Given passage.
==========
# Irish: máthair



## Whodunit

Hello, 

I'd like to know how one would pronounce the Irish word _máthair_. I can read IPA, so this will be fine. 

I got some problems with the vowels, so I'm not quite sure about the diphthong (if it is one) _ai_. Is there just one pronunciation or are there several possibilities?

Thanks in advance.


----------



## Jocaste

Hi Whodunit ^^
I am quite sure there is no diphthong so I would pronounce _máthair_ [*mɑ**:r'*].
Hope it helps


----------



## Brioche

Whodunit said:


> Hello,
> 
> I'd like to know how one would pronounce the Irish word _máthair_. I can read IPA, so this will be fine.
> 
> I got some problems with the vowels, so I'm not quite sure about the diphthong (if it is one) _ai_. Is there just one pronunciation or are there several possibilities?
> 
> Thanks in advance.



My dictionary says /ma:hir'/ = mother.
The á is the same as in tá,

There is no diphthong.  The a in ai is just to balance the other a, following the principle of "broad with broad".
==========
Information supplied.

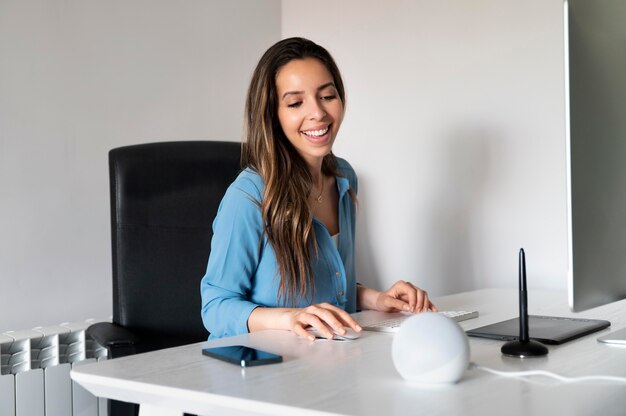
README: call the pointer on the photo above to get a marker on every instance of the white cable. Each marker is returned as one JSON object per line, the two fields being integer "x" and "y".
{"x": 523, "y": 374}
==========
Exercise. Resume the thread on pronouncing máthair from the point where it stops. The lines above stand apart from the thread on pronouncing máthair.

Output for this task.
----------



## Outsider

There is no diphthong, as others have said. The letter "i" just indicates the palatalization of the consonant which follows it. The digraph "th" is pronounced as an "h", and "á" is a long vowel. So, something like "mahar".


----------



## Whodunit

All right, your responses have been very helpful. 

I will use [ma:həɾʲ] for the transcription in the IPA.


----------



## bb3ca201

The pronounciation given is the most widespread.  However, there are some dialects where the "th" is ignored completely, giving "maar"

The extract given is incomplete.